> Data shown
____________________

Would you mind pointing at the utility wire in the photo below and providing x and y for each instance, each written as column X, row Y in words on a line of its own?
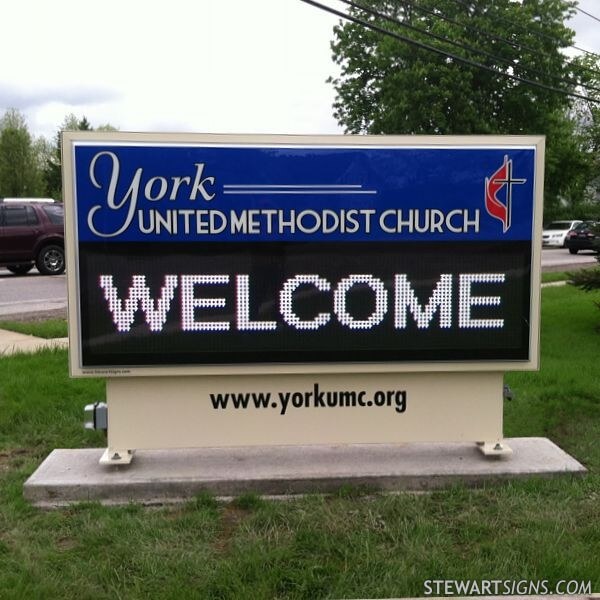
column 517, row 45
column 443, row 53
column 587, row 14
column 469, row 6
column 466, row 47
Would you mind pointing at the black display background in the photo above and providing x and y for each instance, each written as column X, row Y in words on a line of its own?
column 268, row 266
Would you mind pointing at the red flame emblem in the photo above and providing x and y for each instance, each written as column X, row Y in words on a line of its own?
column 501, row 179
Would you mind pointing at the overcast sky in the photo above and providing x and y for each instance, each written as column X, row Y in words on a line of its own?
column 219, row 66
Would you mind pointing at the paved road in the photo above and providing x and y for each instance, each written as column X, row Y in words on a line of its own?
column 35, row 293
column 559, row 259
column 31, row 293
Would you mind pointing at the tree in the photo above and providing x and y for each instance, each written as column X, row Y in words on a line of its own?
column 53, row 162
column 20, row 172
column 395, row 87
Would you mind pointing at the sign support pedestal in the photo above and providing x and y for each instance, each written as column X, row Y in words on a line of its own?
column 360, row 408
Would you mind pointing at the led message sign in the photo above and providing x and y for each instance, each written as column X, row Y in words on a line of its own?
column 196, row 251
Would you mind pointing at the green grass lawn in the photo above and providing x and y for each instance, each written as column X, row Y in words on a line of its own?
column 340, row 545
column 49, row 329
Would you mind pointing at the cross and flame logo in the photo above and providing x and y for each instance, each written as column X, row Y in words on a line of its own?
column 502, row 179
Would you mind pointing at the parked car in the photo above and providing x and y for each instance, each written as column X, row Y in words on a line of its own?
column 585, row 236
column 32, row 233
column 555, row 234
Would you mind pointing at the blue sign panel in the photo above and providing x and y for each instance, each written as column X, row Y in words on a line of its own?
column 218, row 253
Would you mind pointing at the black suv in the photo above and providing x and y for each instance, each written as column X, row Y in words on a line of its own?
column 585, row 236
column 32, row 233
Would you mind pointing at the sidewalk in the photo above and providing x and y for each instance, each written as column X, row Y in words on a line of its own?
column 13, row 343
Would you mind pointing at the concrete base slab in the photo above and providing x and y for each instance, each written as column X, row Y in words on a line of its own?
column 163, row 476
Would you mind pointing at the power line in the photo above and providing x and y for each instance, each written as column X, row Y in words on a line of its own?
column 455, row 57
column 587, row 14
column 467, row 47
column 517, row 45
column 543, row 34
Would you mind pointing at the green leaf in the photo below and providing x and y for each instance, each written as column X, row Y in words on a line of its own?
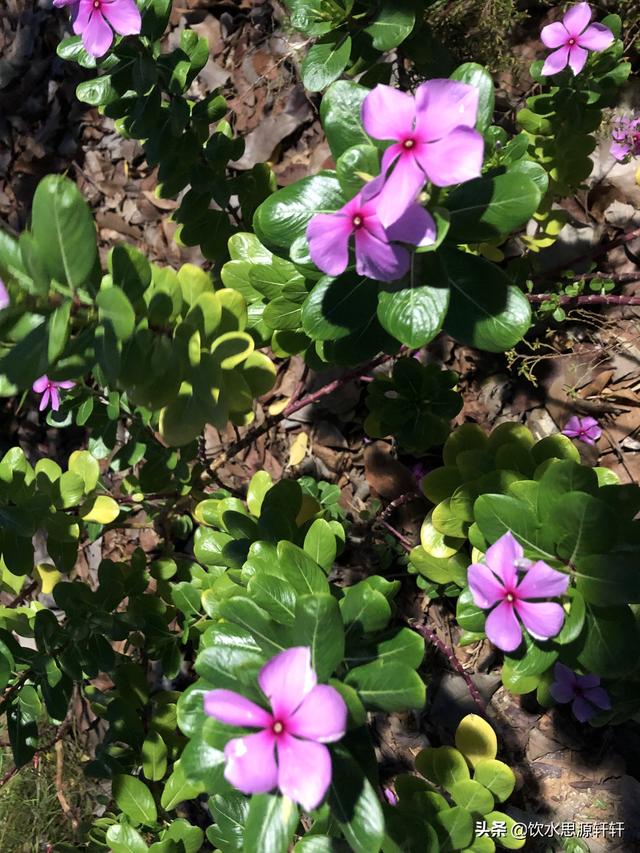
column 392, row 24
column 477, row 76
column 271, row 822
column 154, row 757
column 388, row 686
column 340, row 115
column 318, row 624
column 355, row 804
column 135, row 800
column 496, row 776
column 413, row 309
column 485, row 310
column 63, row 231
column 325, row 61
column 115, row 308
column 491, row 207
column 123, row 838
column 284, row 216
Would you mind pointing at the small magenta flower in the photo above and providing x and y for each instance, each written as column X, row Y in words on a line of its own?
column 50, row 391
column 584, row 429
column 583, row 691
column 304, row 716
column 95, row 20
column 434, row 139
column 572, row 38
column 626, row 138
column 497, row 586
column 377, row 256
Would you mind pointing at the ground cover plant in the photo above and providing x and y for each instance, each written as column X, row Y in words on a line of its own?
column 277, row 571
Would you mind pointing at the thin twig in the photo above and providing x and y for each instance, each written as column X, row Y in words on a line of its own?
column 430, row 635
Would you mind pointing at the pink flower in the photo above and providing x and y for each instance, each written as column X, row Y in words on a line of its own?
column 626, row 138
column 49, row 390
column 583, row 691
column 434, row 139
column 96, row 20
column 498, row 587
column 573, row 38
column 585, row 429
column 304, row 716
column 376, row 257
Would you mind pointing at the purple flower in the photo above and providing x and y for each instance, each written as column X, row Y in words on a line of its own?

____________________

> Work request
From the first line to the last, reproduce the records above exactly and skip the pictures.

> Your solution
Would you mind pointing at the utility wire in the photo below and providing x and y for each instance, each written as column X, row Y in words on a line of its own?
column 517, row 45
column 443, row 53
column 587, row 14
column 469, row 6
column 466, row 47
Would you mind pointing at the black display background in the photo above and providing x and y for each instance, each written as column X, row Y in words on a line of its own?
column 268, row 266
Would you mind pointing at the red flame emblem in the photo above and providing x and y for each instance, each written as column X, row Y in words on a line of its own?
column 501, row 179
Would you mind pointing at the overcast sky in the photo above and providing x and y for each instance, each written as column X, row Y in words on a line of its own?
column 219, row 66
Would you mind pointing at the paved road in the photo above and providing x and y for each instance, each written as column X, row Y in words on a line of its own?
column 35, row 293
column 559, row 259
column 31, row 293
Would you mind pointing at the tree in the photo above and providing x and y for each instance, each written as column X, row Y in words on a line of its own?
column 53, row 162
column 20, row 172
column 395, row 87
Would you mind pointing at the sign support pedestal in the photo above and providing x and y for each instance, each written as column X, row Y in words on a line of its own?
column 360, row 408
Would you mind pointing at the led message sign in the photo above and providing x and y for each instance, each written as column X, row Y in words on a line of its own?
column 196, row 251
Would you mind pointing at the green grass lawn in the photo above and providing x and y for each instance, each written as column X, row Y in words on a line of its own?
column 340, row 545
column 49, row 329
Would you mind pointing at the cross and flame logo in the photo above and providing x and y for each instance, each written as column X, row Y in words on a line of its own?
column 502, row 179
Would you mind pointing at the parked car in the photo above and providing x and y for each instance, each written as column X, row Y in words on a line of its own?
column 585, row 236
column 32, row 233
column 555, row 234
Would you mind pointing at the blue sign panel in the photo above and providing x and y for each instance, each written as column X, row Y in words on a line of its own?
column 218, row 253
Would you mind pointing at the black suv in the photo above and providing x and y for each instance, each written as column X, row Y in words on a line of its own?
column 585, row 236
column 32, row 233
Would you mind pointing at the sidewalk in the photo above and providing x and y for each instance, each written as column X, row Y in words on a line of its own?
column 13, row 343
Would you mind pointing at the concrete base slab in the photo above and providing x and y for each instance, each written as column X, row Y in words on a line of its own?
column 163, row 476
Would you mind pointing at the power line in the photo above and providing x and y for each instance, each written as column X, row Y in words on a line of its own?
column 455, row 57
column 587, row 14
column 467, row 47
column 517, row 45
column 543, row 34
Would you mind pointing at the green leaf in the photo below and providing x and y for each instance, each written as column X, row Y in words on a line of its own?
column 392, row 24
column 477, row 76
column 271, row 822
column 154, row 757
column 388, row 686
column 340, row 115
column 318, row 624
column 355, row 804
column 135, row 800
column 496, row 776
column 413, row 309
column 485, row 310
column 63, row 231
column 325, row 61
column 115, row 308
column 491, row 207
column 123, row 838
column 284, row 216
Would you mind pointing at the small magenta flower in the photo above and providing x and y for each instance, each written as column X, row Y in words on a line of its own?
column 50, row 391
column 584, row 429
column 583, row 691
column 304, row 716
column 95, row 20
column 434, row 139
column 572, row 38
column 626, row 138
column 497, row 586
column 377, row 256
Would you mind pointing at the ground cover plant in the photo above and providing x and y for each instance, each written as column X, row Y in words on a line of its own?
column 277, row 571
Would you mind pointing at the thin twig in the photo above and providing x and y for each instance, each written as column X, row Y in words on a line of its own?
column 430, row 635
Would you mind pointing at the pink flower in the photo above and providing x and y for each instance, each written as column X, row Y in words on a line of its own?
column 626, row 138
column 49, row 390
column 583, row 691
column 434, row 139
column 96, row 20
column 498, row 587
column 573, row 38
column 585, row 429
column 304, row 716
column 376, row 257
Would you mind pointing at the purple flower in the photo above and providing x and y for each instance, each written as column X, row Y in words on a line of its own?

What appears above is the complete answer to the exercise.